**Exercise objective**
Arrange the lines of the listing below as a JSON list of strings, one string per line, skipping blank lines. Leave the pictures out of your answer.

[Dataset rows showing where objects appear]

==================================================

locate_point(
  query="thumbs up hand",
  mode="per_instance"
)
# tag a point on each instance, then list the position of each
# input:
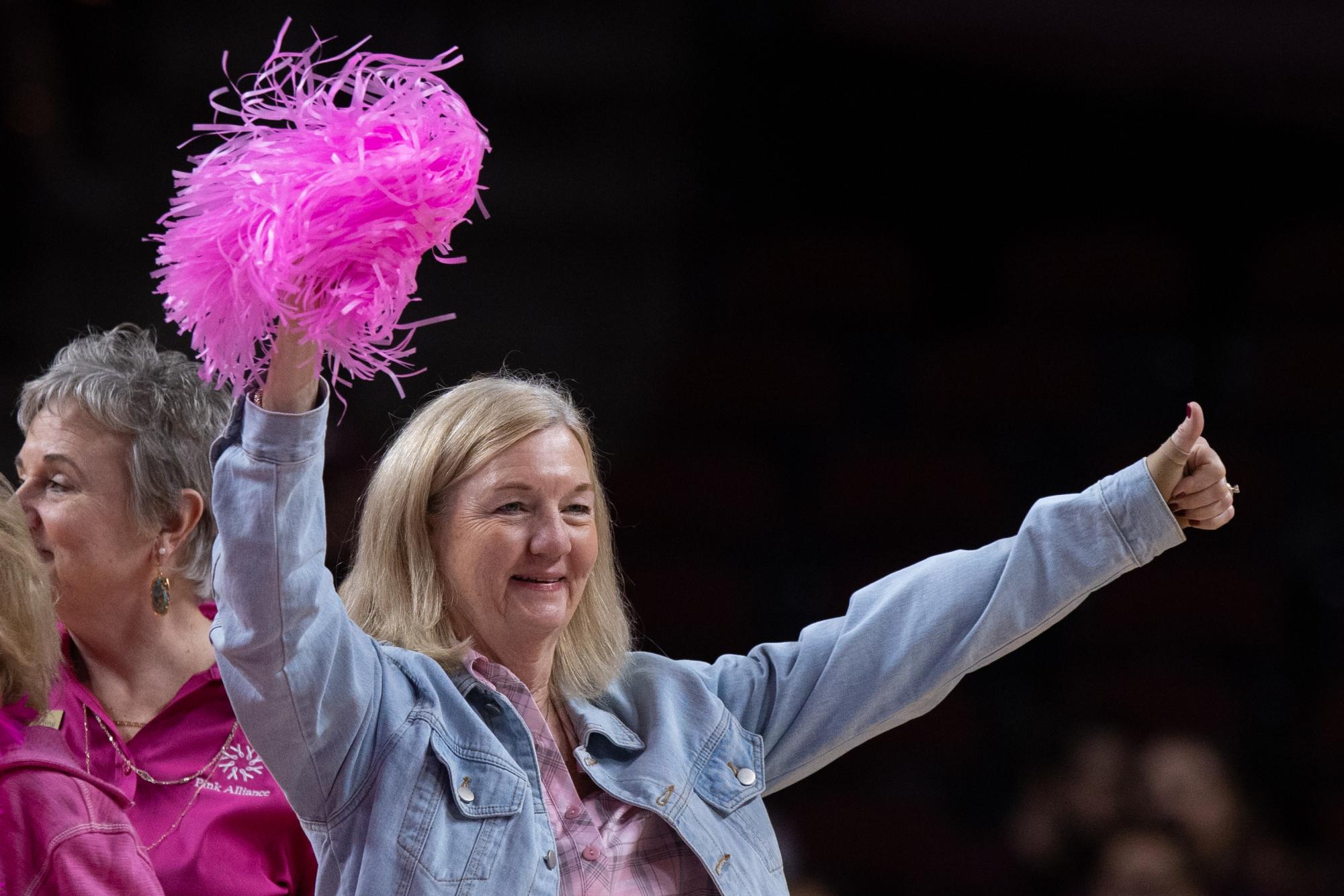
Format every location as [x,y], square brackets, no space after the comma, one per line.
[1191,476]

==================================================

**Task solution**
[
  "locate_point(",
  "  query=\"thumbs up hand\",",
  "  mode=\"per_instance\"",
  ")",
  "# tag a point on each instance, then list the position of each",
  "# input:",
  "Format every location as [x,y], square brackets, no space after the comma, one per line.",
  "[1191,476]"
]